Continue the piece below on how Nigeria could raise revenue for its proposed N15 trillion budget, picking up after its final sentence.

● SOURCE EXTRACT
· · · ·
I will proceed to explore ways in which Nigeria can generate revenue to finance the proposed, ‘ambitious’ N15Trillion budget;


  1. FIND THE PIB  – Yes, let’s start from here. Crude Oil is Nigeria’s biggest source of revenue. However in this sector we are seriously suboptimised. Reaching a compromise with International Oil Companies on the Petroleum Industry Bill (PIB) does not have to be so onerous. We cannot also brag our ways to glory in this area. The reason why Angola is doing twice our budget is that that country somehow got its crude oil laws right. In Nigeria, we messed up dues to corruption but we are at the very turning point right now. Barrister Femi Falana is in court with Nigeria over the treatment of Production Sharing Contracts with IOCs. The clause that requires that we review such contracts be reviewed if crude oil price exceeds $20 has not been invoked. Ditto the clause that grants a 15 years concession for zero royalty on all production from wells deeper than 1km has not been vacated since 1993! The efforts of Falana has met with a brick wall. Nigeria has lost more than $60billion so far according to no less than the Minister of State for Petroleum, Ibe Kachikwu. See https://www.thisdaylive.com/index.php/2017/08/07/kachikwu-nigeria-lost-60bn-to-non-enforcement-of-pscs-with-oil-majors/.  Nigeria can add over N2Trillion to its budget by the proper governance, supervision and risk management of its oil and gas sector. This can take immediate effect – if uncompromised leaders see to it.The original PIB was focused on increasing signature bonuses, royalties, and other advantages due to the Nigerian people. We must find it, mainstream it, get it signed and put into effect by every means. And urgently too.
· · · ·
● DATASET SECTION
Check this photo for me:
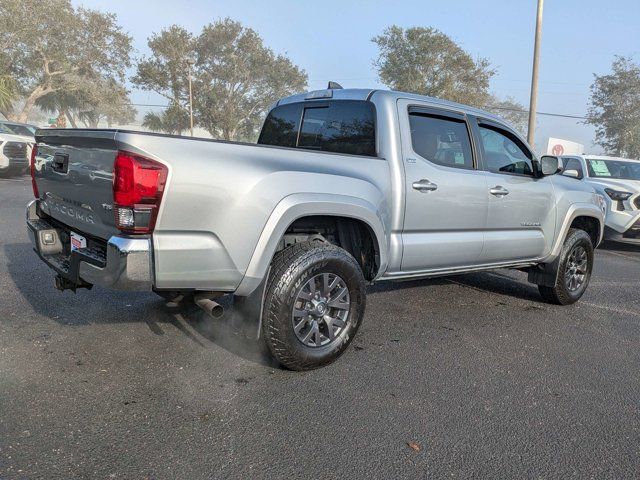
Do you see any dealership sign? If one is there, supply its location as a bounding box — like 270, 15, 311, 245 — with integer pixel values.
547, 137, 584, 156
· · · ·
● WRITTEN RESPONSE
  1. TRANSPARENCY IN TAX/REVENUE DRIVE – Transparency will breed trust in driving revenue. People don’t like paying taxes because they are unhappy with the way our governments use these revenues. If our leaders would show total transparency around budget management then there will be better compliance. A report says VAT compliance in Nigeria is about 29%. See http://blogs.lse.ac.uk/africaatlse/2017/03/20/enhancing-tax-collection-efficiency-and-compliance-in-nigeria-the-role-of-behavioural-economics/. Also the FIRS has claimed that many businesses not registered for VAT collect and don’t remit, among other infractions. It needs to be noted that we shouldn’t view government revenue from the prism of taxation only. Government revenue entails every collectible for the purpose of organizing society. There has been little attention, compliance and accountability in the areas of fees, levies, duties, fines, rates, rents and sundry sources. Whereas the TSA enforcement has helped but there still exists a huge gap in this area. Another N2trillion should be added to the budget from better management at this level. This is N4trillion added to the proposed N6.4Trillion projected (reduced) revenue so far.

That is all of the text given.